WORK ITEM A. List each thing the end-of-life care passage says was in or around Francis Schaeffer's bedroom at home.
WORK ITEM B. According to the end-of-life care passage, what does a bone marrow transplant cost?
WORK ITEM C. Pick up the end-of-life care passage after its final sentence and carry it forward.

-- SOURCE EXTRACT follows --

The decision came on Easter Sunday of 1984. Schaeffer, a world-famous champion of the Christian right-to-life movement, had been dying from cancer for several years. As his condition worsened, he had moved with his wife, Edith, from their long time residence in Switzerland to a new home near the Mayo Clinic in Minnesota. Extensive treatment allowed him to write and lecture to the very end. But when final treatment decisions had to be made, Schaeffer was no longer able to make them himself. A team of Mayo doctors called his wife aside, and the leading consultant asked her, “He is dying of advance cancer. Do you want him to be placed in intensive care on machines? Now is the time to make the choice.”

 

Edith Schaeffer knew precisely what she and her husband wanted. “You men have already done great things during these last years and these last few weeks. You fought for life and gave Fran time to complete an amazing amount of work,” she replied, reflecting on the distinction that her husband had drawn between preserving life at all costs and prolonging deah. The time has come for her husband to go home, surrounded by the familiar things he loved. Soon he was home, in a bedroom with a large window overlooking colorful flowers put there everyday in pots because it is still winter in Minnesota. Treasured memorabilia from Switzerland filled the room, and his favorite music by the masters flooded the air. Ten days after leaving the hospital, amid the sounds of Handel’s Messiah, Francis Schaeffer died without the treatment that could have prolonged his death. His wife had made their home into a hospice.[14]

 

Financial Support

We are well aware of how important financial planning is. Many of us do financial planning for our retirement, making sure we have enough money to see us through our ‘golden’ years. Yet few of us plan for medical treatment. Some of us do have a medical hospitalisation insurance plan that pay us a certain sum of money when we are hospitalised for a certain number of days. Others have health benefit from their jobs. Yet how many of us prepare for a long period of hospitalisation or a regime of treatment that will cost us a large sum of money.

 

Cancer treatment regimes may last for 1-2 years and cost around  RM 200,000.00. A bone marrow transplant cost RM 100,000.00. Treatment costs of this nature can easily wipe out our retirement savings. We cannot depend on subsidised government healthcare. For example, if you are 55 years old, suffering from kidney failure and need daily haemodialysis, you will never get into a government dialysis program. The reason is that you will not get priority. A younger patient with a young family will get priority to get into the program over you. Hence there is a need to plan for major illnesses. There are a number of insurance schemes that cover major illnesses[15]. It is good Christian stewardship to buy into one of these policies. Then in times of illness, we will not feel a financial burden and think of euthanasia as a way to save medical fees!

-- SOURCE EXTRACT concluded --
-- PROVIDED MATERIAL follows --

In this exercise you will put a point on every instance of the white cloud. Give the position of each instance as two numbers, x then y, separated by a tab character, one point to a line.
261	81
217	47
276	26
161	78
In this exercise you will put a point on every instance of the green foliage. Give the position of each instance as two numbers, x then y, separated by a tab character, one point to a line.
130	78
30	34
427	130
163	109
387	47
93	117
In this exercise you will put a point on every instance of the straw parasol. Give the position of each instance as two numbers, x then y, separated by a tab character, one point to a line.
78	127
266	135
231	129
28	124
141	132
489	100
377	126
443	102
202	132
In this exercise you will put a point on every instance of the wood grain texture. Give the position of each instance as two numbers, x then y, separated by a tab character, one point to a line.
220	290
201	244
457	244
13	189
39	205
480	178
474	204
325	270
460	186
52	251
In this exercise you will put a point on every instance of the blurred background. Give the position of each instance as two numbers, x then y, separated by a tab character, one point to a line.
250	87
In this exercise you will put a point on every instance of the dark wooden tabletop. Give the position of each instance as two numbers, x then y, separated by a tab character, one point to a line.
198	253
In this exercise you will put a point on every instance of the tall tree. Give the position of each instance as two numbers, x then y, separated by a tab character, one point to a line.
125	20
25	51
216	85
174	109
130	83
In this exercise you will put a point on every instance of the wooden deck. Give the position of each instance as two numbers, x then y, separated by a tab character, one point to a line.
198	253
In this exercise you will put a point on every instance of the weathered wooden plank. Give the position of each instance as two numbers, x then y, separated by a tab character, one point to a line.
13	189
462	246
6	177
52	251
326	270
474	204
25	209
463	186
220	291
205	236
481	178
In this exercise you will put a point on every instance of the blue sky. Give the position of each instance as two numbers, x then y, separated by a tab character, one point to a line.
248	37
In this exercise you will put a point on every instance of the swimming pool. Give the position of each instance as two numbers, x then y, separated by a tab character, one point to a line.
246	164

-- PROVIDED MATERIAL concluded --

OUTPUT A.
- Colorful flowers in pots, placed outside the large window every day
- Treasured memorabilia from Switzerland
- His favorite music by the masters

OUTPUT B. RM 100,000.00

OUTPUT C.
 

Church

The church is a caring community and has much to offer as an alternative to euthanasia. People will not look to euthanasia if their needs are being met and the church has a major role to play.

 

The church should encourage us to face the limit of our mortality before the critical moments of imminent death when we face those hard choices of whether to treat or not to treat. The church should have more preaching on facing limits, living with mortality, suffering and death. Waiting for a funeral to address these issues is too late. The church should also have educational program that help people to stay well, cope with stress and face death. Educational programs on death and dying should include the writing of living wills and discussing the issues of euthanasia. In making a right-for-life stand, the church has not always been successful in teaching its members the reason for its stand.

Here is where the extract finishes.